* [ANFRAGE 1] Als was bezeichnete Ben Ali laut dem Lesetext den für Montag angesetzten Prozess?

╭─ LESETEXT

Tunesier wollen nicht nur Ben Ali vor Gericht sehen
Bevölkerung sieht beunruhigende Anzeichen dafür, dass das alte System noch weitgehend intakt ist
Für die Menschenrechtlerin Radia Nasraoui ist es eine »frustrierende« Enttäuschung, dass die Prozesse gegen Ben Ali in dessen Abwesenheit stattfinden. »Ben Ali ist für Tausende Fälle von Folter und Hunderte Morde verantwortlich. Seine Familie hat das Land ausgeplündert. Wie soll über ihn gerichtet werden, wenn er nicht anwesend ist«, fragt die Anwältin, die selbst unter psychischen und physischen Folgen des jahrzehntelangen Widerstands gegen das Regime leidet. »Die Behörden hätten auf seiner Auslieferung bestehen sollen.« Doch Saudi-Arabien reagierte nicht auf einen entsprechenden Antrag der tunesischen Übergangsregierung. Man bleibe aber dran, versicherte ein Sprecher der Militärjustiz.
Der Expräsident selbst ließ durch einen Anwalt erklären, dass er den für den heutigen Montag angesetzten Prozess als »Maskerade« betrachte. Seit seiner Nacht-und-Nebel-Flucht am 14. Januar war es das erste Mal, dass sich Ben Ali – wenn auch indirekt – öffentlich äußerte.
Fast 200 Anklagepunkte stehen bei diesem und den folgenden Prozessen zur Verhandlung. Der gestürzte Staatschef und seine Frau Leila Trabelsi sollen sich zunächst wegen illegalen Waffen- und Drogenbesitzes sowie Geldwäsche verantworten. Darüber hinaus werden ihm und Mitgliedern seines Staats- und Regierungsapparats Mord, Korruption und Machtmissbrauch vorgeworfen.
Tatsächlich reicht vielen Tunesiern eine Anklage gegen die Clans der Ben Alis und der Trabelsis bei weitem nicht aus. Auch für den Gründer des Nationalen Rates für Freiheiten in Tunesien, Omar Mestiri, wäre das eine Farce. »Vor Gericht sollte nicht eine Person, sondern ein ganzes System stehen, damit sich so etwas niemals wiederholt«, fordert er. Ohnehin sieht sich die Übergangsregierung der immer lauter werdenden Kritik ausgesetzt, sie verschleppe die Revolution und gehe zu gnädig mit den Kadern des alten Systems um.
Für Aufsehen sorgte die Verhaftung eines hochrangigen Polizeibeamten, der mit Details über das Vorgehen der Sicherheitskräfte gegen die Demonstranten Anfang des Jahres an die Öffentlichkeit gegangen war und vom Innenministerium Aufklärung gefordert hatte. Für die Tunesier war das ein weiteres Indiz dafür, dass das System immer noch intakt ist. Für den Staatssekretär für Jugend und Sport, Slim Amamou, war dies sogar ein Rücktrittsgrund. »Das Innenministerium hat sich auf eine seltsame Weise reorganisiert und funktioniert wie eine Al-Qaida-Zelle, dezentral und archaisch«, erklärte er nach seiner Entscheidung Ende Mai. Zwar seien der Minister wie auch die anderen Männer in der Regierung integer, aber dieser Apparat sei ein echtes Problem.

╰─

* [ANFRAGE 2] Wandle die Zeilen der Auflistung von der Zeile mit „mark: wall sconce“ bis zum Ende der Auflistung in eine JSON-Liste von Zeichenketten um, mit je einem Eintrag pro Zeile und ohne Leerzeilen.

╭─ GESPEICHERTE ZEILEN

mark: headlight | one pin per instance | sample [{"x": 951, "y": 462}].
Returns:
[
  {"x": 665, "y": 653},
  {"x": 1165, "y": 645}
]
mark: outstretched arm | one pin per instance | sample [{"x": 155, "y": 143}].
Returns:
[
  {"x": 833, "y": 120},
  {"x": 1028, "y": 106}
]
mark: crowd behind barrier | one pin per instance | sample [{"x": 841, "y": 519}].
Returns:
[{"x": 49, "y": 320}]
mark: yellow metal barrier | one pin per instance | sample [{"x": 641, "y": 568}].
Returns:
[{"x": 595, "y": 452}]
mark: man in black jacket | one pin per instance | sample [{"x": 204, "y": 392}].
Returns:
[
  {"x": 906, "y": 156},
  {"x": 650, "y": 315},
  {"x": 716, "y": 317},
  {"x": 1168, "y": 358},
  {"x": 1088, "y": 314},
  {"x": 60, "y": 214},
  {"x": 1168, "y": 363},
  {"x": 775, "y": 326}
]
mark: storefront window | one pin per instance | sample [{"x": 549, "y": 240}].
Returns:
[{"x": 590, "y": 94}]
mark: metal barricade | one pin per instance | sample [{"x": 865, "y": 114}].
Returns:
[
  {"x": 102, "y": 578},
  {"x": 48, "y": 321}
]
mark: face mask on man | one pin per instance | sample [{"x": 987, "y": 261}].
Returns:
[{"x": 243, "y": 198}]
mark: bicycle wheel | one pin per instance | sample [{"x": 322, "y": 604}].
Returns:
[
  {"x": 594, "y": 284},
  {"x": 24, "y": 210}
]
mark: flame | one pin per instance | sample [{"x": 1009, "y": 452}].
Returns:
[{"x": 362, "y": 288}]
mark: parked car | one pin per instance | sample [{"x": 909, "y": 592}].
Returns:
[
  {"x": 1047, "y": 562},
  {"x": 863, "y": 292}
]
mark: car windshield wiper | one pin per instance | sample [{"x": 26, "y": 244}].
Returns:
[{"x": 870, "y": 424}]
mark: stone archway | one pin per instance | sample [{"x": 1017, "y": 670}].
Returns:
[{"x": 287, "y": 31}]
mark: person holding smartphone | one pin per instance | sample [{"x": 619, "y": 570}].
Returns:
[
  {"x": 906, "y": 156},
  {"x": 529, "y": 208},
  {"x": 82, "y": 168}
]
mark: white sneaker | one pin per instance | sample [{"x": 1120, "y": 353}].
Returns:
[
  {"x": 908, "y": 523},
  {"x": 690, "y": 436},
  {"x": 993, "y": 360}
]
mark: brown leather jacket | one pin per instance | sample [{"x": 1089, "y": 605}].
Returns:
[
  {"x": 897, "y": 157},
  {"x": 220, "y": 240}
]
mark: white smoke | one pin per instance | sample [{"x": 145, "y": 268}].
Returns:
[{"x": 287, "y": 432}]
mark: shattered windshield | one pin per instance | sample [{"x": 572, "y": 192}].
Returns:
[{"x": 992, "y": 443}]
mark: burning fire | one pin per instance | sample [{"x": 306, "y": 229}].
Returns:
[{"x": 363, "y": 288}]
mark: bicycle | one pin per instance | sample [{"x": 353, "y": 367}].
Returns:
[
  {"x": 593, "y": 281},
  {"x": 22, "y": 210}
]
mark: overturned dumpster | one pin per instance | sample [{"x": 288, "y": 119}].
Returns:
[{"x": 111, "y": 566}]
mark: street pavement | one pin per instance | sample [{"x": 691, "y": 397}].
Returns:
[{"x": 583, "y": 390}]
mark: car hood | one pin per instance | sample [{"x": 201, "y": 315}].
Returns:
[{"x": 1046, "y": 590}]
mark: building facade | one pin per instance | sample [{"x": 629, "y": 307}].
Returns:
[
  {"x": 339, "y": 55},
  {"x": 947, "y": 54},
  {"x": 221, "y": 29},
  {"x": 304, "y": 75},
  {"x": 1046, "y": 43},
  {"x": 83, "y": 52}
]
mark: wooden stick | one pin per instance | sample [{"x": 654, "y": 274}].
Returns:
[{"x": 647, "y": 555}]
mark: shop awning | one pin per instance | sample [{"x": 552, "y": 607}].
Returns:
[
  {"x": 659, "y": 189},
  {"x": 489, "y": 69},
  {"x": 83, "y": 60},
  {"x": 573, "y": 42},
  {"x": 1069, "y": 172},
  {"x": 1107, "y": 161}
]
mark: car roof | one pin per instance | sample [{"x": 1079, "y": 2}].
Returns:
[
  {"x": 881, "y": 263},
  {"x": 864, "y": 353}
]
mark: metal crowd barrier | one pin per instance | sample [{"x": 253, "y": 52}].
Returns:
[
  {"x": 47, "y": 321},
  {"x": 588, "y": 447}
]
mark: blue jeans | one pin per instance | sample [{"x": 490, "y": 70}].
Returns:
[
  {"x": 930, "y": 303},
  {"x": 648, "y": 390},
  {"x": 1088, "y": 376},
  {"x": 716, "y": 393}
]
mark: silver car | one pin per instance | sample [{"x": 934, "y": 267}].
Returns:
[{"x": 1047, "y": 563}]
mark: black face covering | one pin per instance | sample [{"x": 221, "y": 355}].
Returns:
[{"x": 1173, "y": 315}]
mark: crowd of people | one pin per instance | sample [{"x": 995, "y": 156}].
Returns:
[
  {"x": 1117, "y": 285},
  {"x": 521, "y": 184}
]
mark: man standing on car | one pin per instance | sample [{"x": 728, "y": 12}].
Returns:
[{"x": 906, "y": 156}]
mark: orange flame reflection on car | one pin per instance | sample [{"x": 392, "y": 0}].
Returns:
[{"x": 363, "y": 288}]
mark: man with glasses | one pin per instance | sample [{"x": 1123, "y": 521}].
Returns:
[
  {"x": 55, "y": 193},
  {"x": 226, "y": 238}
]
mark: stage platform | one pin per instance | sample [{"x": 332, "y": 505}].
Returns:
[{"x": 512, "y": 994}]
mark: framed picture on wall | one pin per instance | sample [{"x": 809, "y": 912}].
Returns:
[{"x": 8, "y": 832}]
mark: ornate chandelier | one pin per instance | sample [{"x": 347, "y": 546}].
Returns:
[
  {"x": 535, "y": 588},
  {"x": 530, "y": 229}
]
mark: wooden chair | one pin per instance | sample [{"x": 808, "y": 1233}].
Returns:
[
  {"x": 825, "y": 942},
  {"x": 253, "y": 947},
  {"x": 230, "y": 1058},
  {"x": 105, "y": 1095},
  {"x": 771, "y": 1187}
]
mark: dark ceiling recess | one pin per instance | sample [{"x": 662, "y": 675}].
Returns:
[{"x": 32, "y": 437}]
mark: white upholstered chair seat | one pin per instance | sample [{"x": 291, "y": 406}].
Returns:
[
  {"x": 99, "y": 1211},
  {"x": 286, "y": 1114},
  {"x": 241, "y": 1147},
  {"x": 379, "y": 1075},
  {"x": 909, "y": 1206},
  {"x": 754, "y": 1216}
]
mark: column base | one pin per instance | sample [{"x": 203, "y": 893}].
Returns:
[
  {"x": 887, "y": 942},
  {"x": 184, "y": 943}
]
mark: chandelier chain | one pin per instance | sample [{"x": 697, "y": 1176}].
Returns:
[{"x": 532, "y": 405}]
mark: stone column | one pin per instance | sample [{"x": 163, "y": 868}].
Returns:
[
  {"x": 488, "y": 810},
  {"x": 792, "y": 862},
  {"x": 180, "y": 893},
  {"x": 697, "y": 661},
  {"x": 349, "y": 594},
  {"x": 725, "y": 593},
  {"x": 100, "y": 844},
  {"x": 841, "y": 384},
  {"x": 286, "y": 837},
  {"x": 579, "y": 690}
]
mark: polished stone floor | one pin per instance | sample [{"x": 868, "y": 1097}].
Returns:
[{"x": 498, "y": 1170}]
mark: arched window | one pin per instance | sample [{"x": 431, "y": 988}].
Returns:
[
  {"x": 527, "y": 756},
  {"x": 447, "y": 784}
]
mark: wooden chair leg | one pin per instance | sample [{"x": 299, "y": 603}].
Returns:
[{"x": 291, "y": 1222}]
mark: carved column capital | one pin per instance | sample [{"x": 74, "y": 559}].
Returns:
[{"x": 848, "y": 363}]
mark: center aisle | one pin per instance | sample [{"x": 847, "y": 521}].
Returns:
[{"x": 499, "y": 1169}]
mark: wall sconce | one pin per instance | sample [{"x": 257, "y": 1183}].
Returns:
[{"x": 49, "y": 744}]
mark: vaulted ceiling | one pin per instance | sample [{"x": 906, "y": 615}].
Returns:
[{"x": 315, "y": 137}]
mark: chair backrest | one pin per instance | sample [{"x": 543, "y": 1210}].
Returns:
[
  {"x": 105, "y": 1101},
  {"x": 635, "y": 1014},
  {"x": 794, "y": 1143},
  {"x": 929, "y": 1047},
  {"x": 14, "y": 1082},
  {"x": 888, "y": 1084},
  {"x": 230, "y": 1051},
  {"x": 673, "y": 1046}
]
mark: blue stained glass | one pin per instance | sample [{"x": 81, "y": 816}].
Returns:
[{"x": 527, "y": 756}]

╰─

* [LÖSUNG 1] Als »Maskerade«.

* [LÖSUNG 2]
[
  "mark: wall sconce | one pin per instance | sample [{\"x\": 257, \"y\": 1183}].",
  "Returns:",
  "[{\"x\": 49, \"y\": 744}]",
  "mark: vaulted ceiling | one pin per instance | sample [{\"x\": 906, \"y\": 615}].",
  "Returns:",
  "[{\"x\": 315, \"y\": 137}]",
  "mark: chair backrest | one pin per instance | sample [{\"x\": 543, \"y\": 1210}].",
  "Returns:",
  "[",
  "  {\"x\": 105, \"y\": 1101},",
  "  {\"x\": 635, \"y\": 1014},",
  "  {\"x\": 794, \"y\": 1143},",
  "  {\"x\": 929, \"y\": 1047},",
  "  {\"x\": 14, \"y\": 1082},",
  "  {\"x\": 888, \"y\": 1084},",
  "  {\"x\": 230, \"y\": 1051},",
  "  {\"x\": 673, \"y\": 1046}",
  "]",
  "mark: blue stained glass | one pin per instance | sample [{\"x\": 81, \"y\": 816}].",
  "Returns:",
  "[{\"x\": 527, \"y\": 756}]"
]